## GOAL
Reproduce the listing below line for line, leaving out the picture.

## MATERIAL

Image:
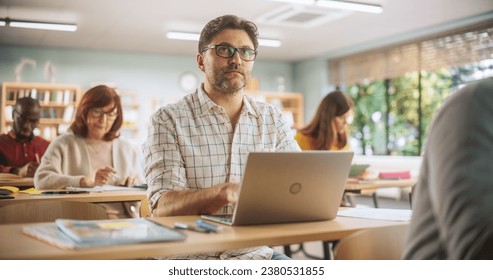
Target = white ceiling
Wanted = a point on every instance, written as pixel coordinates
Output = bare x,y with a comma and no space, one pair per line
140,25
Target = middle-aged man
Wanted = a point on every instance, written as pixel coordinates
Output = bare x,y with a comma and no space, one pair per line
20,150
197,148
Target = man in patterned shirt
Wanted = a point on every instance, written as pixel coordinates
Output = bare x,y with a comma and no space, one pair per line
196,149
20,149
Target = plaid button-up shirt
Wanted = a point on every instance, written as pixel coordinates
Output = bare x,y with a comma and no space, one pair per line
192,145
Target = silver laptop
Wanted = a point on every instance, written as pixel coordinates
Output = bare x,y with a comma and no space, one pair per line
283,187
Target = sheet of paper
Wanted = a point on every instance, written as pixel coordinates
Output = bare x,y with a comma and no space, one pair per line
376,213
103,188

## COMPLETE RESPONSE
Image:
Target = white ceiling
Wanted = a point on every instance, written as pixel coordinates
Output = bare x,y with a comma and no space, one pair per line
140,25
Target = middle-aged man
Wanted = a point on every instance, written as pixel coordinates
Output = bare x,y with a comma and no space, one pair per line
20,150
197,148
Target = man in patterned shirt
Wanted = a point on every instance, written as pixel coordinates
Output = bare x,y with a comma and no space, one pair per line
196,149
20,149
Target = plaid button-up shirt
Wanted = a point on every instance, written as pixel coordinates
Output = bare x,y with a comma and no space, one pair per line
192,145
Target = silver laptop
Wanted = a point on every instance, written as pixel coordinates
Output = bare x,y with a comma and no space, one pair per line
283,187
Target = sheet of paper
Wanted = a point on every instance, written as pixel coordinates
Output = bare x,y with a comma and no space, one pair per line
376,213
103,188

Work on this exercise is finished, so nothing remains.